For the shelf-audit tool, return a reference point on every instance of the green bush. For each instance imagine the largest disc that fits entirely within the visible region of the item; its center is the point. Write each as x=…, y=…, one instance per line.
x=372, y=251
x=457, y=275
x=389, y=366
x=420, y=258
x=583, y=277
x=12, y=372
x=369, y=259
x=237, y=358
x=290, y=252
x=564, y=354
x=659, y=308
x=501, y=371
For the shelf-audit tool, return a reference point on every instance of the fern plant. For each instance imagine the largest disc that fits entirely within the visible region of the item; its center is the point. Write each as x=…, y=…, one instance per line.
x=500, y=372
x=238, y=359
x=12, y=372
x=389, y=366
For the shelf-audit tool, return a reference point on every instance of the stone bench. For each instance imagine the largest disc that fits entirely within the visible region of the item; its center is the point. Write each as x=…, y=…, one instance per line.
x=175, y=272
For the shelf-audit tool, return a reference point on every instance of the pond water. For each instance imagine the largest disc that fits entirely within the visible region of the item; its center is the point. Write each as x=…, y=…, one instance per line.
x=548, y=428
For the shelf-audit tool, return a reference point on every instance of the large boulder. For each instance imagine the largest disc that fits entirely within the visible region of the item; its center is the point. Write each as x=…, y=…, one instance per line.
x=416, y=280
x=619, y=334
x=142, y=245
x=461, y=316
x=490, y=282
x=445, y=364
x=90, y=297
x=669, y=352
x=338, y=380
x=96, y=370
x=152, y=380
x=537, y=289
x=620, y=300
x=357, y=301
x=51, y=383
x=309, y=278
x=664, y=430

▶ _Problem description_
Print the entire listing above once more, with nothing changed.

▶ _Solution to this exercise_
For the shelf-audit tool, return a reference point on every instance of the green bush. For each instance imagine the largest disc that fits entirely within the visible region of the item; its center is the point. Write each as x=…, y=…, one instance per line.
x=372, y=251
x=457, y=275
x=389, y=366
x=420, y=258
x=583, y=277
x=12, y=372
x=369, y=259
x=237, y=358
x=290, y=252
x=564, y=354
x=659, y=308
x=501, y=371
For the shelf-audit tool, return a reference point on every instance of the fern plant. For each instance imagine the largest disc that fits entirely within the visible region of the item; its center is the point. Write each as x=…, y=…, one instance per line.
x=500, y=372
x=238, y=359
x=12, y=372
x=389, y=366
For the shelf-audit tool, return a reference point on every instance of the stone bench. For each instance imagine the largest disc that fits entirely within the visible region of the item; its center is the point. Write each as x=…, y=…, one instance per line.
x=175, y=272
For the shelf-audit tool, return a reference point on every instance of the pond water. For each instance imagine the largest disc that fits entirely within the visible region of the item; its center is the point. Write each as x=…, y=…, one instance per line.
x=548, y=428
For the shelf-audit tool, return a reference point on every instance of the large boulder. For each instance imagine the largest disc that fits entirely within the visible region of the item; its center is the point. Write each as x=…, y=…, one instance per line.
x=416, y=280
x=619, y=334
x=142, y=245
x=461, y=316
x=490, y=282
x=445, y=364
x=90, y=297
x=669, y=352
x=338, y=380
x=96, y=370
x=152, y=380
x=537, y=289
x=620, y=300
x=357, y=301
x=51, y=383
x=309, y=278
x=664, y=430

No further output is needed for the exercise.